Written instruction: Reproduce every one of the rows below verbatim, omitting the pictures.

Dataset extract:
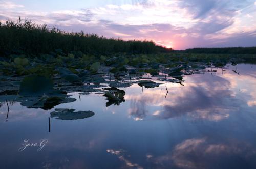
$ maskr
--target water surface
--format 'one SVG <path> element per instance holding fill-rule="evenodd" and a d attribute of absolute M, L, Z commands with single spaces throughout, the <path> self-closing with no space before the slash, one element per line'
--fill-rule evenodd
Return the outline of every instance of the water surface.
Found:
<path fill-rule="evenodd" d="M 234 70 L 233 71 L 233 70 Z M 73 93 L 56 108 L 91 110 L 76 120 L 52 110 L 6 103 L 0 109 L 1 168 L 255 168 L 256 65 L 240 64 L 184 77 L 182 86 L 137 84 L 125 101 Z M 155 80 L 153 78 L 153 80 Z M 166 90 L 168 90 L 168 93 Z M 25 139 L 46 146 L 29 147 Z"/>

Task response:
$ maskr
--target water surface
--format 'one SVG <path> element per instance holding fill-rule="evenodd" and a d attribute of absolute M, L, Z commands with single spaces throughout, the <path> self-closing with no space before the slash, one element per line'
--fill-rule evenodd
Return the outline of every instance of the water surface.
Found:
<path fill-rule="evenodd" d="M 234 70 L 233 71 L 233 70 Z M 73 93 L 56 108 L 91 110 L 76 120 L 52 110 L 6 103 L 0 109 L 1 168 L 255 168 L 256 65 L 240 64 L 184 77 L 182 86 L 137 84 L 125 101 Z M 155 80 L 153 78 L 153 80 Z M 166 90 L 168 90 L 168 93 Z M 25 139 L 46 146 L 29 147 Z"/>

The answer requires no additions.